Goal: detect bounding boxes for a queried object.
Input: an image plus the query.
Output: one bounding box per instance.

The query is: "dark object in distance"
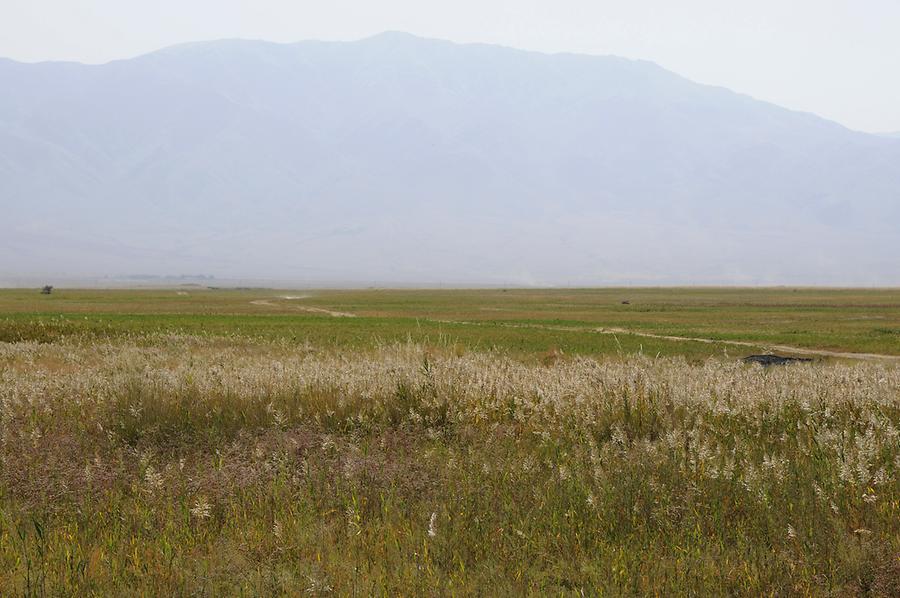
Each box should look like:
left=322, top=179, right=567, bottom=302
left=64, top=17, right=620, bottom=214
left=621, top=300, right=630, bottom=305
left=40, top=285, right=53, bottom=295
left=743, top=354, right=813, bottom=366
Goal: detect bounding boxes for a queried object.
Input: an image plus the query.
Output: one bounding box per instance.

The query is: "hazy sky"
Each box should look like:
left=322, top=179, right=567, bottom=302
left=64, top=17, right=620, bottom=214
left=2, top=0, right=899, bottom=133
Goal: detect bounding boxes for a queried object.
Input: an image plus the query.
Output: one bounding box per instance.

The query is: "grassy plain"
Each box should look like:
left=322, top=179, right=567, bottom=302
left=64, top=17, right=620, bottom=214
left=0, top=288, right=898, bottom=595
left=2, top=287, right=900, bottom=358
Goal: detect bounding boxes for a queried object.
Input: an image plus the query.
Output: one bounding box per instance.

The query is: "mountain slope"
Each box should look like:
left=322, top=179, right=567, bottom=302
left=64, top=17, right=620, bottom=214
left=2, top=32, right=899, bottom=284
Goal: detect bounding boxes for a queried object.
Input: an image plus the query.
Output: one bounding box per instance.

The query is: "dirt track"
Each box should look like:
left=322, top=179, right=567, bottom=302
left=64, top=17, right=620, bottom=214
left=593, top=326, right=900, bottom=362
left=430, top=319, right=900, bottom=362
left=249, top=298, right=356, bottom=318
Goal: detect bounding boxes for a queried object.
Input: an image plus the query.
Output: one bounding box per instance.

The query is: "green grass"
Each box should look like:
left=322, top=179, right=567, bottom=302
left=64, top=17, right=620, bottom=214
left=0, top=311, right=729, bottom=361
left=3, top=287, right=900, bottom=357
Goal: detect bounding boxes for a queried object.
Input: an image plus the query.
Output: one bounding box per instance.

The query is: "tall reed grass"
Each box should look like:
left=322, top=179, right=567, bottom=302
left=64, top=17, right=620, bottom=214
left=0, top=335, right=897, bottom=595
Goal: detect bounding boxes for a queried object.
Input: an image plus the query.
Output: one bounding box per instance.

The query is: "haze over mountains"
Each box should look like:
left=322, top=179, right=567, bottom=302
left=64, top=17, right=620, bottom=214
left=2, top=32, right=899, bottom=285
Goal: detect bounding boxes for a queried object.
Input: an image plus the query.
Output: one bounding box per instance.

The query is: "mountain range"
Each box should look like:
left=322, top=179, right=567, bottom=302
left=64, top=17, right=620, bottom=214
left=2, top=32, right=899, bottom=285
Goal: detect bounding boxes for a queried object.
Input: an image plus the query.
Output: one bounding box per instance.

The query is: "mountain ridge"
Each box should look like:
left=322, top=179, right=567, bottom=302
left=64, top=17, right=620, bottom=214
left=2, top=33, right=899, bottom=285
left=0, top=33, right=866, bottom=132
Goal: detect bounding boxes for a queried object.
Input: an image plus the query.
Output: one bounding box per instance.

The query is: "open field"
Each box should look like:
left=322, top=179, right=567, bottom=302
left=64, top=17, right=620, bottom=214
left=0, top=288, right=899, bottom=594
left=2, top=287, right=900, bottom=359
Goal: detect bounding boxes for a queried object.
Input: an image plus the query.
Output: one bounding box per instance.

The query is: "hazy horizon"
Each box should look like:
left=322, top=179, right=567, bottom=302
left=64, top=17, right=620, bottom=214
left=3, top=5, right=900, bottom=287
left=3, top=33, right=900, bottom=287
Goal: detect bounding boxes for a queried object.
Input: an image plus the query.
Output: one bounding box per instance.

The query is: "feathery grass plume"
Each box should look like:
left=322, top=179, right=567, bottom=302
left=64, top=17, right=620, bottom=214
left=427, top=512, right=438, bottom=538
left=190, top=497, right=212, bottom=519
left=0, top=334, right=897, bottom=594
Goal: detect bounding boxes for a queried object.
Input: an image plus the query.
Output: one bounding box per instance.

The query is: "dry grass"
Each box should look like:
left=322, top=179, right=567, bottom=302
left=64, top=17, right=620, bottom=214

:::

**TRY IT**
Apart from the pictures, repeat every entry exactly.

**RESPONSE AREA**
Goal: detect bounding boxes for a queried object.
Input: an image plus the query.
Output: one bounding box per instance.

The query is: "dark object in distance"
Each box should look like:
left=322, top=179, right=567, bottom=302
left=64, top=17, right=620, bottom=214
left=621, top=300, right=630, bottom=305
left=40, top=285, right=53, bottom=295
left=743, top=354, right=813, bottom=366
Goal: detect bounding boxes for a queried object.
Input: an image plus the query.
Output: one bounding box per instance.

The query is: "hazy sky"
Each box should look like:
left=322, top=179, right=567, bottom=302
left=64, top=17, right=620, bottom=214
left=2, top=0, right=899, bottom=133
Goal: detect bounding boxes for a queried object.
Input: an image plus the query.
Output: one bounding box per instance.

The query is: "grassy plain"
Each box should look like:
left=322, top=179, right=567, bottom=302
left=64, top=17, right=620, bottom=214
left=0, top=288, right=898, bottom=595
left=2, top=287, right=900, bottom=358
Goal: detect bounding boxes for a queried object.
Input: an image plus the query.
Output: one bounding box per instance.

The query is: "mountain slope"
Each box should look like:
left=322, top=179, right=567, bottom=302
left=64, top=17, right=620, bottom=214
left=2, top=32, right=899, bottom=284
Goal: detect bounding boxes for a queried object.
Input: an image plus the query.
Output: one bounding box per instance.

The query is: "dirt track"
Each box should look like:
left=322, top=179, right=567, bottom=302
left=64, top=17, right=620, bottom=214
left=593, top=326, right=900, bottom=362
left=430, top=319, right=900, bottom=362
left=249, top=298, right=356, bottom=318
Goal: detect bounding boxes for a queried object.
Input: an image plus the query.
Output: one bounding box per instance.

The query is: "green grass"
Each box should look like:
left=322, top=179, right=567, bottom=302
left=64, top=17, right=620, bottom=214
left=0, top=311, right=729, bottom=361
left=3, top=287, right=900, bottom=357
Goal: detect bounding boxes for a queried object.
Input: an image plus the query.
Output: one bounding box per instance.

The query is: "tall reed grass"
Each box should look like:
left=322, top=179, right=567, bottom=302
left=64, top=17, right=620, bottom=214
left=0, top=335, right=897, bottom=595
Goal: detect bounding boxes for a queried object.
Input: an image plus the query.
Output: one bounding box per instance.

The query is: "haze over mountains"
Each box should look like:
left=322, top=179, right=567, bottom=302
left=64, top=17, right=620, bottom=214
left=2, top=32, right=899, bottom=285
Goal: detect bounding boxes for a queried object.
Input: an image plus the query.
Output: one bounding box per instance.

The query is: "mountain range"
Each box should look like:
left=322, top=179, right=567, bottom=302
left=64, top=17, right=620, bottom=214
left=2, top=32, right=899, bottom=285
Goal: detect bounding boxes for a queried object.
Input: an image plus the query.
Output: one bounding box per instance.

The query is: "mountain ridge"
Each box should look like:
left=322, top=179, right=567, bottom=302
left=64, top=17, right=620, bottom=214
left=2, top=33, right=899, bottom=285
left=0, top=33, right=866, bottom=132
Goal: detect bounding boxes for a queried object.
Input: an image plus the query.
Output: one bounding box per instance.

The query is: "open field"
Each box should look like:
left=322, top=179, right=567, bottom=302
left=64, top=17, right=620, bottom=214
left=0, top=288, right=899, bottom=594
left=2, top=287, right=900, bottom=359
Goal: detect bounding boxes for a queried object.
Input: an image plus the query.
Output: one bounding box per instance.

The query is: "hazy horizon"
Each box should look like:
left=322, top=179, right=567, bottom=302
left=64, top=17, right=620, bottom=214
left=3, top=5, right=900, bottom=287
left=3, top=33, right=900, bottom=287
Goal: detect bounding boxes for a queried object.
Input: an image plus the query.
Output: one bounding box per instance.

The query is: "feathery grass plume"
Each box should look like:
left=322, top=179, right=567, bottom=302
left=64, top=17, right=620, bottom=214
left=427, top=512, right=438, bottom=538
left=190, top=497, right=212, bottom=519
left=0, top=334, right=897, bottom=594
Goal: detect bounding boxes for a queried object.
Input: an image plus the query.
Output: one bounding box per instance.

The query is: "dry grass"
Each box should look like:
left=322, top=179, right=567, bottom=302
left=64, top=17, right=620, bottom=214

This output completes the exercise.